[OPDRACHTEN]
1. Stel voor elk van de volgende beweringen vast of deze overeenkomt met het fragment. Antwoord telkens met ja of nee en citeer letterlijk de woorden uit het fragment die de doorslag geven.
(a) De directeur legde zeven dagen opsluiting in een strafcel op.
(b) Het verzoek van klager om geen deel meer uit te maken van de case load van de medewerkster is ingewilligd.
(c) Klager stelt dat hij heeft gezegd dat het grensde aan valsheid in geschrift.
2. Welke uitspraak van de beroepscommissie wordt in het fragment met name genoemd als jurisprudentie?

[FRAGMENT]
□ □ □

Hij ontkent dat hij de medewerkster heeft beledigd. Zij is degene die klager heeft uitgemaakt voor ‘mother fucker’. De medewerkster kwam haar afspraken niet na en heeft klagers verzoek tot plaatsing in een zogenaamde b.b.i. plus veranderd in een
verzoek
tot plaatsing in een b.b.i. Klager kan dit bewijzen. Hij heeft gezegd dat het grensde aan valsheid in geschrift en niet gezegd dat het dat was. Hij heeft gevraagd om geen deel meer uit te maken van haar ‘case load’, maar dat verzoek wordt niet
gehonoreerd.

3. De beoordeling
Uit jurisprudentie van de beroepscommissie, onder meer de uitspraak met kenmerk 11/1015/GA, en de Memorie van toelichting bij artikel 68 Pbw volgt dat bij de beoordeling van de strafmaat de beklagcommissie een zekere terughoudendheid in acht dient te
nemen, nu slechts getoetst dient te worden - behoudens ingeval er sprake is van strijd met een in de inrichting geldende wettelijk voorschrift - of de beslissing tot strafoplegging redelijk en billijk is. Naar het oordeel van de beroepscommissie kan de
door de directeur opgelegde disciplinaire straf van zeven dagen opsluiting in een andere verblijfsruimte dan een strafcel wegens het onheus bejegenen van een personeelslid, gelet op de omstandigheden van het geval, niet als onredelijk of onbillijk
worden aangemerkt.

□ □ □

[GEËXTRAHEERDE RECORDS]
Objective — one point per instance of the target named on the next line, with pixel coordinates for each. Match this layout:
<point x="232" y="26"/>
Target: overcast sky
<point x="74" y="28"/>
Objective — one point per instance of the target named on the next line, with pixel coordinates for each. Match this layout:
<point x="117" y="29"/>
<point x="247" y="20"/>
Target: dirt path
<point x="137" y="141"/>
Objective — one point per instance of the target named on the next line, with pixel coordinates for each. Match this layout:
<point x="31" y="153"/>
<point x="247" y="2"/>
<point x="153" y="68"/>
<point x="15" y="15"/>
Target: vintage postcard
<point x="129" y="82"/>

□ □ □

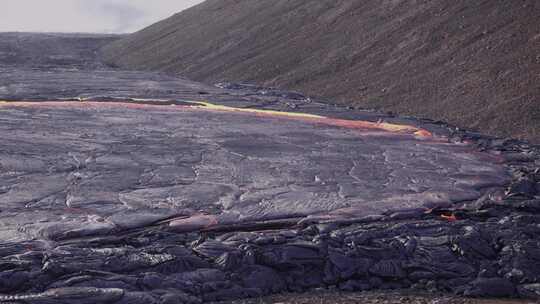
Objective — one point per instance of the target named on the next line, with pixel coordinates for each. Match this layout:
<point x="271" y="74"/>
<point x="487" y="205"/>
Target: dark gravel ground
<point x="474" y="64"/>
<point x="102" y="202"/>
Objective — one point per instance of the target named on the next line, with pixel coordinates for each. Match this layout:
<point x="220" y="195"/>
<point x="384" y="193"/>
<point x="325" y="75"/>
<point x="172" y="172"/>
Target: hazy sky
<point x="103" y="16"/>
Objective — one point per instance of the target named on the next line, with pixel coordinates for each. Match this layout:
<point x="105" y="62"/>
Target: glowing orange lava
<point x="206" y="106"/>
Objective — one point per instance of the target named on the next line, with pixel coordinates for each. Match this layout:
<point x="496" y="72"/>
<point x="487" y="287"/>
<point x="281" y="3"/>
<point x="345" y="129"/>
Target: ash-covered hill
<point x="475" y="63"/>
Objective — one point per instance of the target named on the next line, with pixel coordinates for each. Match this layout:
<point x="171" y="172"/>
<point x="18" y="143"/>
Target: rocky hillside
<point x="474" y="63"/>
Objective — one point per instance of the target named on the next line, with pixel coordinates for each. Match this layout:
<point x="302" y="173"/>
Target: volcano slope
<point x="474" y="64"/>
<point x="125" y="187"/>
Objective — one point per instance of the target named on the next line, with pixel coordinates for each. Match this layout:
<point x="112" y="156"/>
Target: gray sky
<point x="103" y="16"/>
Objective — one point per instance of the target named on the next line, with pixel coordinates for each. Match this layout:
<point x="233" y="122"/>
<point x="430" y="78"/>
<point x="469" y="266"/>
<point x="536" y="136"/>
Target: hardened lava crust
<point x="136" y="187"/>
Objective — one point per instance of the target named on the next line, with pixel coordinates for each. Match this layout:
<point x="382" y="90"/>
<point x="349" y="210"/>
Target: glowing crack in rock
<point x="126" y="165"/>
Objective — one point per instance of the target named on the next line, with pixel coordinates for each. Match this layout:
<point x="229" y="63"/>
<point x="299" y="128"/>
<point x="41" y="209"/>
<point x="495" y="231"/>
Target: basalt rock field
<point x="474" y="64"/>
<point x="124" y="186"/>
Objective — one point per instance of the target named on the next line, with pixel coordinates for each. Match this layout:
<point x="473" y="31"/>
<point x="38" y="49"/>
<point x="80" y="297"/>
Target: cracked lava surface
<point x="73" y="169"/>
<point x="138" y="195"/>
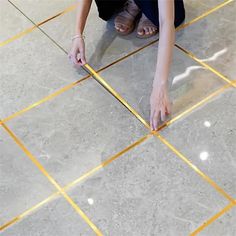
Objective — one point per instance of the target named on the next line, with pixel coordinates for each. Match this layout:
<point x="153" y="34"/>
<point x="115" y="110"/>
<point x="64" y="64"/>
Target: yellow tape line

□ □ □

[UITWERKINGEN]
1.
(a) Nee: "zeven dagen opsluiting in een andere verblijfsruimte dan een strafcel"
(b) Nee: "maar dat verzoek wordt niet gehonoreerd"
(c) Ja: "Hij heeft gezegd dat het grensde aan valsheid in geschrift en niet gezegd dat het dat was."

2. De uitspraak met kenmerk 11/1015/GA.